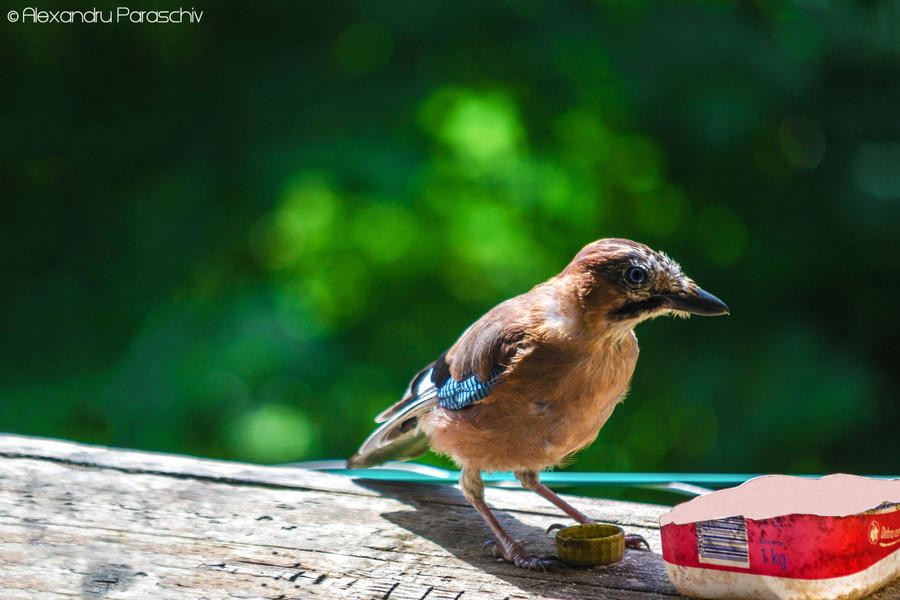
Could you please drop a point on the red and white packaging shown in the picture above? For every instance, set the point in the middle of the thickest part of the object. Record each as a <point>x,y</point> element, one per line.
<point>786,538</point>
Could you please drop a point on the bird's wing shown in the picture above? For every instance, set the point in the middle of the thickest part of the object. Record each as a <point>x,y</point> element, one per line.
<point>471,368</point>
<point>460,377</point>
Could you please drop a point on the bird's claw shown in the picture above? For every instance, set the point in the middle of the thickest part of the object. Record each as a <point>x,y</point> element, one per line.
<point>635,541</point>
<point>517,555</point>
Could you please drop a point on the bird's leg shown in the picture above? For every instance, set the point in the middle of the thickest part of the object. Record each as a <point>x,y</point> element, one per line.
<point>531,481</point>
<point>473,488</point>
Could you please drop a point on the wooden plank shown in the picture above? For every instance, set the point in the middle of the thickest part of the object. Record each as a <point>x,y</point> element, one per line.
<point>87,522</point>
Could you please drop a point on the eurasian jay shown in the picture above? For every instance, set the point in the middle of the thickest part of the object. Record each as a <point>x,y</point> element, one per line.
<point>533,380</point>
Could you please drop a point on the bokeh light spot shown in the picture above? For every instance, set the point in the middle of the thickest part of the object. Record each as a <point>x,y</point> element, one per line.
<point>478,127</point>
<point>271,433</point>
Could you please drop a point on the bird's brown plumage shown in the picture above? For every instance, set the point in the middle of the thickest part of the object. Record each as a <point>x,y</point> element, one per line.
<point>553,363</point>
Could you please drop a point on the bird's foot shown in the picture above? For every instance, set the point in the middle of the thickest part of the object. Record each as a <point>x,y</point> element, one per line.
<point>517,555</point>
<point>632,540</point>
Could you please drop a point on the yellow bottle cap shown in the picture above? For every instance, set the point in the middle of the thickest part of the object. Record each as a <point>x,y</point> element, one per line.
<point>590,545</point>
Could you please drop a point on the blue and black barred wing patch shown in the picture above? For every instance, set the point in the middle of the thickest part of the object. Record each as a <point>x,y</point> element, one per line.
<point>454,395</point>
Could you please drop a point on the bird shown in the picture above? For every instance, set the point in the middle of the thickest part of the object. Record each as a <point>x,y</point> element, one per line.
<point>531,382</point>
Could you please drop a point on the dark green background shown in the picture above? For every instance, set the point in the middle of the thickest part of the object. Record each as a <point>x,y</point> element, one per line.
<point>240,238</point>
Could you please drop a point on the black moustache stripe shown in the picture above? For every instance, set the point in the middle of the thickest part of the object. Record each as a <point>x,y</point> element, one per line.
<point>633,309</point>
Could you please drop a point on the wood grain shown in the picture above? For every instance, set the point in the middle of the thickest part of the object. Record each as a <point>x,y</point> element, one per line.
<point>90,522</point>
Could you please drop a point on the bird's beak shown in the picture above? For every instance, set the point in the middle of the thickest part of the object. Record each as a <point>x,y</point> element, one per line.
<point>696,301</point>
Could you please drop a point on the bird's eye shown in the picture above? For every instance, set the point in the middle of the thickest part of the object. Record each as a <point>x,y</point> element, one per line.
<point>636,275</point>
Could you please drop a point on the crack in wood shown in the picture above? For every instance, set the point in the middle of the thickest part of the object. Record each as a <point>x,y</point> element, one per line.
<point>390,591</point>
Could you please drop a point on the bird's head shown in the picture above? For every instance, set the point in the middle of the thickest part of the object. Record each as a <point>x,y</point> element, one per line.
<point>622,282</point>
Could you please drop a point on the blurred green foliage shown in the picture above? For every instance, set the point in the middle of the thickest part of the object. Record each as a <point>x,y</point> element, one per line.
<point>242,238</point>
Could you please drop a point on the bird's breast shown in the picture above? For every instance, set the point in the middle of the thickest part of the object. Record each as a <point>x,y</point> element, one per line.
<point>552,404</point>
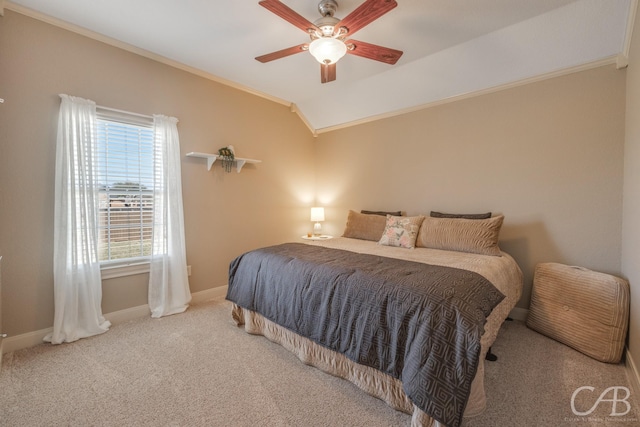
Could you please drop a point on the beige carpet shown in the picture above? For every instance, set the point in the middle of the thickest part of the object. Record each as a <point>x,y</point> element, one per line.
<point>199,369</point>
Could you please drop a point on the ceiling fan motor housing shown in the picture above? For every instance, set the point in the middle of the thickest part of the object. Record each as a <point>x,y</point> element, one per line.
<point>327,7</point>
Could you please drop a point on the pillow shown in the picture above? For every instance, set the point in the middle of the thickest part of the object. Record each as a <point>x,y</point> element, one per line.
<point>364,227</point>
<point>478,236</point>
<point>383,213</point>
<point>465,216</point>
<point>401,231</point>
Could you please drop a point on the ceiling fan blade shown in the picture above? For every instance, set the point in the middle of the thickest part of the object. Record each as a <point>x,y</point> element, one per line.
<point>373,51</point>
<point>327,72</point>
<point>284,52</point>
<point>366,13</point>
<point>288,14</point>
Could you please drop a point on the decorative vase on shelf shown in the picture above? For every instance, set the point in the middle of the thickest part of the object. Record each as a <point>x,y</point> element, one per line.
<point>227,156</point>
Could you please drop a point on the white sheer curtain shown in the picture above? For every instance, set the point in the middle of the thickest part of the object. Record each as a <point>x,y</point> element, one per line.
<point>76,270</point>
<point>168,283</point>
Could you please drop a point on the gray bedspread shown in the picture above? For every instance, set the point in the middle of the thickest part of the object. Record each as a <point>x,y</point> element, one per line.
<point>417,322</point>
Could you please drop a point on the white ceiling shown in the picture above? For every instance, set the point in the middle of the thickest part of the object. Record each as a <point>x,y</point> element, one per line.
<point>451,47</point>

_Short exercise_.
Render the records above, from the line containing "Could you please drop a point on the decorative" through the end of the records inclusive, as a JSON list of strings with one string per line and blank lines omitted.

_Task output_.
[
  "Could you please drop a point on the decorative vase on shelf shown in the picture above? For every instance, set the point in the middle of the thickest part of the object. Record each as a <point>x,y</point> element, one per line.",
  "<point>227,156</point>",
  "Could you please drop a point on the white sheer curtain shown in the picture above? For every instance, set the point in the middle of the thickest part of the object. Record each as a <point>x,y</point> element, one per line.",
  "<point>76,270</point>",
  "<point>168,283</point>",
  "Could you please drop a point on the gray bedspread shown in the picture above? For every instance, set the point in the middle of the thickest part of the object. Record each as a <point>x,y</point> element, one per line.",
  "<point>417,322</point>",
  "Could you please drop a point on the white ceiling shown in the picture above? For every instance, set the point in the middle of the thickest part of the object. Record each as a <point>x,y</point> element, one per line.",
  "<point>451,47</point>"
]